Could the data below be copied out in full, word for word?

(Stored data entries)
==========

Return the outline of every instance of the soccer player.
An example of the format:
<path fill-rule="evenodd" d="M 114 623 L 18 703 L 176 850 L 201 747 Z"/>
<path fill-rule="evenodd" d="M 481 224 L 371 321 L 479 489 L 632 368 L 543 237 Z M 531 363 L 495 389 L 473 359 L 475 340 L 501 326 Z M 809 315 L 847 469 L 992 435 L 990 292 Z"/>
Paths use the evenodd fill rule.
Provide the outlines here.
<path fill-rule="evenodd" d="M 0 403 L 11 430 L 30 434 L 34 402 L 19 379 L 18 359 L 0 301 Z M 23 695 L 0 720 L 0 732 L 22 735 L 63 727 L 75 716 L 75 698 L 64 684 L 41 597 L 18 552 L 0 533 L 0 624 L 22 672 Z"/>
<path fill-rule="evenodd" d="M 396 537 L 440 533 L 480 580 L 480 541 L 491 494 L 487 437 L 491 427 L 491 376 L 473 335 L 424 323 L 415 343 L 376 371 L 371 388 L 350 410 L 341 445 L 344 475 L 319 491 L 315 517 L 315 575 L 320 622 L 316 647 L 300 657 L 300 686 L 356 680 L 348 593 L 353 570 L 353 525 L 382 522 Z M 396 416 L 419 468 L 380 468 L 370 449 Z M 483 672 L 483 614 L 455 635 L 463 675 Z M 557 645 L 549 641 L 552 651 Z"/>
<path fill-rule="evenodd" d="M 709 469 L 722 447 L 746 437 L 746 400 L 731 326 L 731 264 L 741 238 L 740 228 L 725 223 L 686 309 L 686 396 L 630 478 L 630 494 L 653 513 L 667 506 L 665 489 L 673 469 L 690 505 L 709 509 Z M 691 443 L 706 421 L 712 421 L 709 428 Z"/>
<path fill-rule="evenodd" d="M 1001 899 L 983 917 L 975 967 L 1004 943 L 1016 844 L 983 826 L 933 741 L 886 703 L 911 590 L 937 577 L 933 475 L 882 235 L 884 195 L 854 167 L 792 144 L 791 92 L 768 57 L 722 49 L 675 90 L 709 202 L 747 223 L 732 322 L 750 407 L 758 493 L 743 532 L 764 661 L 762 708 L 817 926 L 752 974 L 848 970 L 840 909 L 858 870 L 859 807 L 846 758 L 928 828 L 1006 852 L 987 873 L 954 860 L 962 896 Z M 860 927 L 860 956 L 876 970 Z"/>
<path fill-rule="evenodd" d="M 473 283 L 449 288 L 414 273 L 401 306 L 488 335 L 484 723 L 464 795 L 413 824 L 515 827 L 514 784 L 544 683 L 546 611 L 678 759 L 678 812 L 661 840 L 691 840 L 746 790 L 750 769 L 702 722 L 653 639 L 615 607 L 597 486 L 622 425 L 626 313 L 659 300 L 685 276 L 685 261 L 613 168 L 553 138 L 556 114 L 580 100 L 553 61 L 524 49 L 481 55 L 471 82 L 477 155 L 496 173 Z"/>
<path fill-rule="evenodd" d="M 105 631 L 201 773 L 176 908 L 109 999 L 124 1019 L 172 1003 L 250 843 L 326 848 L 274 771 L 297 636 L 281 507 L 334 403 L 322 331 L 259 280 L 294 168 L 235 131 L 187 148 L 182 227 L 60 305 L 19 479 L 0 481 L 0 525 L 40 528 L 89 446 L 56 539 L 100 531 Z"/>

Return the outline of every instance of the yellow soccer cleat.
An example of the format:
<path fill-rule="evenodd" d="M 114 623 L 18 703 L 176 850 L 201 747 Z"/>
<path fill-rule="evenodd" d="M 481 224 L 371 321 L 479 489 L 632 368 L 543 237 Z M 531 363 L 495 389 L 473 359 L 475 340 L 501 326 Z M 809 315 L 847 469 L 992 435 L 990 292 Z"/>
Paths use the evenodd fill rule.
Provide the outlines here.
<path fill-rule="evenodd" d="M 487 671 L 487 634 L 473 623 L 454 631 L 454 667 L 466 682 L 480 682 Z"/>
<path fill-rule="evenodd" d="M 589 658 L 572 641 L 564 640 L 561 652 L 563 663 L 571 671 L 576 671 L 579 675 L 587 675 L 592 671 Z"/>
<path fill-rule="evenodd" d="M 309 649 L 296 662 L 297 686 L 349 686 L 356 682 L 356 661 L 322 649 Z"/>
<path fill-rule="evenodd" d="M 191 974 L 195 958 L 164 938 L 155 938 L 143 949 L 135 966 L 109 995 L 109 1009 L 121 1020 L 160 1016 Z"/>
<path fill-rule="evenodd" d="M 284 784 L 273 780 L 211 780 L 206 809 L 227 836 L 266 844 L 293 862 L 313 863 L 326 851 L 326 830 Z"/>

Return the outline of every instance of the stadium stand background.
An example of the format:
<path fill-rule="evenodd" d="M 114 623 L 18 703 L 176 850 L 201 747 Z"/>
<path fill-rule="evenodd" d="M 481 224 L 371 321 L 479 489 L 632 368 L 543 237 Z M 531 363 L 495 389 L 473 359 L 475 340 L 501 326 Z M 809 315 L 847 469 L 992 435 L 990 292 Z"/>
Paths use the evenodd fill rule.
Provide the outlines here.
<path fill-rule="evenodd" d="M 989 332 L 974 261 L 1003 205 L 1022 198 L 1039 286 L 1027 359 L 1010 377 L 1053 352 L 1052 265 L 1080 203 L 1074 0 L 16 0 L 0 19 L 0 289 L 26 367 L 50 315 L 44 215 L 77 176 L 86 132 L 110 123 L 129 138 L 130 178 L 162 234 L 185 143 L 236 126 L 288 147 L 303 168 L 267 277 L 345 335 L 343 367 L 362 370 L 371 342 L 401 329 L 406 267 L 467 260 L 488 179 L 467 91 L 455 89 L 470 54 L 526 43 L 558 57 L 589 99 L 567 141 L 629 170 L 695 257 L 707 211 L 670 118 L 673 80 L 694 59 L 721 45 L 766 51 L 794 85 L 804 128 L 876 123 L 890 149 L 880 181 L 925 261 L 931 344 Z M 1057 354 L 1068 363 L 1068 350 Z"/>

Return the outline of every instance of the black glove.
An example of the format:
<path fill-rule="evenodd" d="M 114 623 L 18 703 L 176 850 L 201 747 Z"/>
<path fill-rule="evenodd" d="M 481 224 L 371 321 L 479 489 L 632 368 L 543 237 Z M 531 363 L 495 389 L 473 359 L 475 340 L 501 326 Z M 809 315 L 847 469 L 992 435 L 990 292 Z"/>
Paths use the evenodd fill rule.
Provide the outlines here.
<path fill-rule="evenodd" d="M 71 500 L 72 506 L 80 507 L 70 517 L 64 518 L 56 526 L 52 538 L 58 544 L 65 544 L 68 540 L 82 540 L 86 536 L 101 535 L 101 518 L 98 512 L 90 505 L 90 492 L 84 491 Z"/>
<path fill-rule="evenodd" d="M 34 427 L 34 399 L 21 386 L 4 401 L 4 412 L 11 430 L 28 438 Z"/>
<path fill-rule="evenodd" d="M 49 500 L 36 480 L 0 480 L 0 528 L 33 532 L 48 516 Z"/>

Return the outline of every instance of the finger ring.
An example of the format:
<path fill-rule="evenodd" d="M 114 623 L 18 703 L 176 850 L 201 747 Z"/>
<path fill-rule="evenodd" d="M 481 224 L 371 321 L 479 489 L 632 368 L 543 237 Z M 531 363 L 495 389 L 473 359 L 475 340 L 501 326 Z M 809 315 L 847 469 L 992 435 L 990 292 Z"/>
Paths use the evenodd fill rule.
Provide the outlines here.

==========

Expected answer:
Return the outline of every instance of the soccer player.
An example of the format:
<path fill-rule="evenodd" d="M 114 623 L 18 703 L 176 850 L 201 747 Z"/>
<path fill-rule="evenodd" d="M 481 224 L 371 321 L 479 489 L 632 368 L 543 237 Z M 531 363 L 495 389 L 473 359 L 475 340 L 501 326 Z M 809 315 L 847 469 L 992 435 L 990 292 Z"/>
Paths use the evenodd fill rule.
Provide the outlines here.
<path fill-rule="evenodd" d="M 0 403 L 11 430 L 30 434 L 34 402 L 19 379 L 18 359 L 0 301 Z M 23 695 L 0 720 L 0 732 L 22 735 L 63 727 L 75 716 L 75 698 L 64 684 L 41 597 L 18 552 L 0 533 L 0 624 L 22 672 Z"/>
<path fill-rule="evenodd" d="M 396 537 L 440 533 L 480 580 L 480 541 L 491 494 L 487 437 L 491 427 L 491 376 L 473 335 L 424 323 L 415 343 L 376 371 L 371 388 L 350 410 L 341 445 L 344 475 L 319 491 L 315 517 L 315 575 L 320 622 L 316 647 L 300 657 L 300 686 L 356 680 L 348 593 L 353 570 L 353 525 L 382 522 Z M 396 416 L 419 468 L 380 468 L 370 449 Z M 483 672 L 483 614 L 455 635 L 463 675 Z M 557 645 L 549 641 L 552 651 Z"/>
<path fill-rule="evenodd" d="M 709 469 L 722 447 L 746 437 L 746 400 L 731 326 L 731 264 L 741 238 L 740 228 L 725 223 L 686 309 L 686 396 L 630 478 L 630 494 L 653 513 L 667 506 L 665 489 L 673 469 L 690 505 L 709 509 Z M 691 443 L 706 421 L 712 421 L 709 428 Z"/>
<path fill-rule="evenodd" d="M 1001 899 L 983 917 L 975 967 L 1004 943 L 1016 844 L 983 826 L 933 741 L 886 703 L 911 590 L 937 577 L 933 475 L 882 235 L 884 195 L 854 167 L 792 144 L 791 92 L 768 57 L 722 49 L 675 90 L 709 202 L 747 223 L 732 322 L 750 407 L 758 493 L 743 532 L 764 661 L 762 708 L 817 926 L 752 974 L 848 970 L 840 909 L 858 870 L 859 807 L 846 758 L 928 828 L 1006 852 L 987 873 L 954 860 L 962 896 Z M 860 927 L 860 956 L 876 970 Z"/>
<path fill-rule="evenodd" d="M 473 283 L 449 288 L 414 273 L 401 306 L 488 335 L 484 723 L 464 795 L 413 824 L 515 827 L 514 784 L 544 683 L 546 611 L 678 759 L 678 812 L 661 840 L 691 840 L 746 790 L 750 769 L 702 722 L 653 639 L 615 607 L 597 486 L 622 425 L 626 313 L 659 300 L 685 276 L 685 261 L 613 168 L 553 138 L 556 114 L 580 100 L 553 61 L 524 49 L 481 55 L 471 82 L 477 155 L 496 173 Z"/>
<path fill-rule="evenodd" d="M 105 631 L 201 773 L 176 908 L 109 999 L 124 1019 L 172 1003 L 250 843 L 326 848 L 274 771 L 297 636 L 281 507 L 334 403 L 322 331 L 259 280 L 294 168 L 235 131 L 187 148 L 182 227 L 60 305 L 19 479 L 0 481 L 0 525 L 40 528 L 89 446 L 56 539 L 100 531 Z"/>

Return the outline of every instance of the yellow soccer cleat.
An example of the format:
<path fill-rule="evenodd" d="M 114 623 L 18 703 L 176 850 L 201 747 Z"/>
<path fill-rule="evenodd" d="M 481 224 L 371 321 L 479 489 L 632 368 L 543 237 Z M 531 363 L 495 389 L 473 359 L 475 340 L 501 326 Z M 809 315 L 847 469 L 992 435 L 990 292 Z"/>
Paths use the evenodd fill rule.
Provide the outlines here.
<path fill-rule="evenodd" d="M 487 671 L 487 634 L 473 623 L 454 631 L 454 667 L 466 682 L 480 682 Z"/>
<path fill-rule="evenodd" d="M 589 658 L 572 641 L 564 640 L 561 652 L 563 663 L 571 671 L 576 671 L 579 675 L 587 675 L 592 671 Z"/>
<path fill-rule="evenodd" d="M 309 649 L 296 662 L 297 686 L 349 686 L 356 682 L 356 661 L 322 649 Z"/>
<path fill-rule="evenodd" d="M 191 974 L 195 958 L 164 938 L 155 938 L 143 949 L 135 966 L 109 995 L 109 1009 L 121 1020 L 160 1016 Z"/>
<path fill-rule="evenodd" d="M 284 784 L 273 780 L 211 780 L 206 809 L 227 836 L 266 844 L 293 862 L 313 863 L 326 851 L 326 830 Z"/>

Return the outline of every instance of the stadium stand background.
An example of the format:
<path fill-rule="evenodd" d="M 114 623 L 18 703 L 176 850 L 201 747 Z"/>
<path fill-rule="evenodd" d="M 481 224 L 371 321 L 479 489 L 632 368 L 543 237 Z M 531 363 L 495 389 L 473 359 L 475 340 L 501 326 Z M 809 315 L 847 469 L 992 435 L 990 292 Z"/>
Paths use the evenodd fill rule.
Provide the outlines here.
<path fill-rule="evenodd" d="M 989 332 L 974 261 L 1003 205 L 1022 198 L 1039 286 L 1027 359 L 1010 377 L 1053 352 L 1052 265 L 1080 203 L 1074 0 L 16 0 L 0 19 L 0 289 L 26 367 L 50 315 L 44 215 L 77 176 L 86 132 L 110 123 L 129 138 L 130 178 L 162 234 L 185 143 L 236 126 L 288 147 L 303 168 L 267 277 L 345 335 L 343 367 L 362 370 L 371 342 L 401 329 L 406 267 L 467 260 L 488 179 L 467 91 L 455 89 L 470 54 L 526 43 L 558 57 L 589 99 L 567 141 L 629 170 L 695 257 L 707 211 L 670 118 L 673 80 L 694 59 L 721 45 L 766 51 L 794 85 L 804 128 L 876 123 L 890 149 L 880 181 L 925 261 L 931 344 Z M 1057 354 L 1068 363 L 1068 350 Z"/>

Return the outline of every instance of the black glove.
An example of the format:
<path fill-rule="evenodd" d="M 114 623 L 18 703 L 176 850 L 201 747 Z"/>
<path fill-rule="evenodd" d="M 481 224 L 371 321 L 479 489 L 632 368 L 543 237 Z M 531 363 L 495 389 L 473 359 L 475 340 L 501 326 Z M 809 315 L 847 469 L 992 435 L 990 292 Z"/>
Paths use the evenodd fill rule.
Provide the outlines here.
<path fill-rule="evenodd" d="M 71 500 L 72 506 L 80 507 L 70 517 L 64 518 L 56 526 L 52 538 L 58 544 L 65 544 L 68 540 L 82 540 L 86 536 L 101 535 L 101 518 L 98 512 L 90 505 L 90 492 L 84 491 Z"/>
<path fill-rule="evenodd" d="M 34 427 L 34 399 L 21 386 L 4 401 L 4 412 L 11 430 L 28 438 Z"/>
<path fill-rule="evenodd" d="M 49 500 L 36 480 L 0 480 L 0 528 L 33 532 L 48 516 Z"/>

Return the outline of every instance of the finger ring.
An example of the format:
<path fill-rule="evenodd" d="M 114 623 L 18 703 L 176 850 L 201 747 Z"/>
<path fill-rule="evenodd" d="M 481 224 L 371 321 L 479 489 L 632 368 L 543 237 Z M 531 363 L 495 389 L 473 359 L 475 340 L 501 326 Z M 809 315 L 847 469 L 992 435 L 990 292 Z"/>
Paths use the evenodd fill rule.
Provide the outlines here.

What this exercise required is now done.